» CONSEGNA
Riscrivi per favore tutti i record qui sotto sostituendo "innermost" con "central" e lasciando invariato tutto il resto.

» RIGHE
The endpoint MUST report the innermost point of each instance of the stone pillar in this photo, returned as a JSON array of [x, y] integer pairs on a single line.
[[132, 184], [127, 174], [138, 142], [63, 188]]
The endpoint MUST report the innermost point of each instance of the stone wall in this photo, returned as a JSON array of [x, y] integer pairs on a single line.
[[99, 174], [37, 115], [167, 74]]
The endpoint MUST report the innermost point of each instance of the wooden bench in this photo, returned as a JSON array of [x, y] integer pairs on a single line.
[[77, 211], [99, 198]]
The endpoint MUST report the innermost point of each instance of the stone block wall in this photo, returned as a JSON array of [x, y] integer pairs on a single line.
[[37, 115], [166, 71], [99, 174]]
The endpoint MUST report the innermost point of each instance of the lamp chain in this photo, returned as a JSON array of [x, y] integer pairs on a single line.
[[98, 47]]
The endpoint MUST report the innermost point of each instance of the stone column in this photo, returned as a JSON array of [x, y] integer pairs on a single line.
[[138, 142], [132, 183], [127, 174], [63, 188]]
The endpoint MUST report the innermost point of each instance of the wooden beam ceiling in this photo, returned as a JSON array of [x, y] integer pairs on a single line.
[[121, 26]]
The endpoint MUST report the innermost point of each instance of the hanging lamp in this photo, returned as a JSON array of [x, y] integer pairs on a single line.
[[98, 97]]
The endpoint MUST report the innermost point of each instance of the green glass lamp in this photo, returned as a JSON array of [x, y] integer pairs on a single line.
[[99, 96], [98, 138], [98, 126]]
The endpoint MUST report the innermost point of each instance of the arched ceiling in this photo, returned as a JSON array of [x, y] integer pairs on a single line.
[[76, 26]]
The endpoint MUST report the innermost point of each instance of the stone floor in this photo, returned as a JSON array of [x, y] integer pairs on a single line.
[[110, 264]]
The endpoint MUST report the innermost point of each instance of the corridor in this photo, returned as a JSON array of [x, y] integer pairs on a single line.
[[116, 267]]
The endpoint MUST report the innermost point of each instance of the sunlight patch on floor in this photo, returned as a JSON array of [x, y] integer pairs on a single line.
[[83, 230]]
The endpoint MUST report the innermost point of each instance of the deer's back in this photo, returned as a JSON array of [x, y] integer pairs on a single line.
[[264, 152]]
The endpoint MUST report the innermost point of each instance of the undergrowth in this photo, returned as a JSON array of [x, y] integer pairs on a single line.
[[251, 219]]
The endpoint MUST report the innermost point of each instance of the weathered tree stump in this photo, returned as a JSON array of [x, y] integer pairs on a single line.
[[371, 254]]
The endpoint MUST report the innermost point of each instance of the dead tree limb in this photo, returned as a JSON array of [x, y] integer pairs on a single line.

» RISPOSTA
The endpoint MUST report the central point of each instance of the stone pillar in this photo, returned as a JSON array of [x, y] integer pairs on a single line.
[[132, 184], [127, 174], [138, 142], [63, 188]]
The endpoint MUST report the central point of each instance of the stone wall in this photo, returned as a JSON array of [x, y] integer pairs on a single line.
[[99, 174], [37, 115], [167, 74]]
The endpoint MUST report the central point of each instance of the wooden bench in this photo, returned as a JSON array of [x, y] integer pairs on a single line.
[[77, 211], [99, 198]]
The endpoint MUST report the central point of each instance of the stone block wall in this photo, returned as a JSON array of [x, y] integer pairs on a single line.
[[37, 115], [166, 71], [99, 174]]
The endpoint MUST report the central point of each instance of the lamp chain in this photo, returned as a JSON array of [x, y] integer pairs on a single line.
[[98, 47]]
The endpoint MUST report the central point of each instance of the stone column in this photo, returned as a JSON array of [x, y] integer pairs on a single line.
[[138, 142], [132, 183], [127, 174], [63, 188]]
The endpoint MUST report the central point of each instance of the wooden beam ceiling in this photo, returned as a JSON array of [x, y] integer pairs on a single line.
[[121, 26]]
The endpoint MUST report the central point of each instance of the hanging lamp in this photo, returned as a JSON array of [x, y] integer pairs on a single line.
[[98, 97]]
The endpoint MUST report the central point of each instance of the green glass lamp in this photo, returned as a JSON array of [x, y] integer pairs on a single line.
[[99, 96], [98, 138], [98, 126]]
The endpoint MUST report the central point of each instance of the arched ceiling in this photo, returned as a JSON array of [x, y] integer pairs on a single line.
[[76, 26]]
The endpoint MUST report the central point of each instance of the stone floor in this photo, returned as a JSON array of [x, y] integer pairs on a single line.
[[110, 264]]
The endpoint MUST report the central point of each instance of the corridor in this photo, returned as a JSON array of [x, y] integer pairs on a single line.
[[116, 267]]
The endpoint MUST report the central point of each instance of the sunlight patch on floor in this photo, returned as a JSON array of [x, y] integer pairs on a single line.
[[83, 230]]
The endpoint MUST report the central point of each instance of the deer's back in this photo, returned as a JSON array of [x, y] integer pairs on a single line.
[[264, 152]]
The endpoint MUST report the central point of each instance of the undergrowth in this photo, returned as a JSON array of [x, y] integer pairs on a single line.
[[251, 219]]
The endpoint MUST report the central point of each instance of the weathered tree stump in this photo, returned as a JSON array of [x, y] integer pairs on a single line.
[[371, 254]]
The endpoint MUST report the central point of each instance of the dead tree limb in this photo, returned as a JSON array of [x, y] integer pairs on a single line.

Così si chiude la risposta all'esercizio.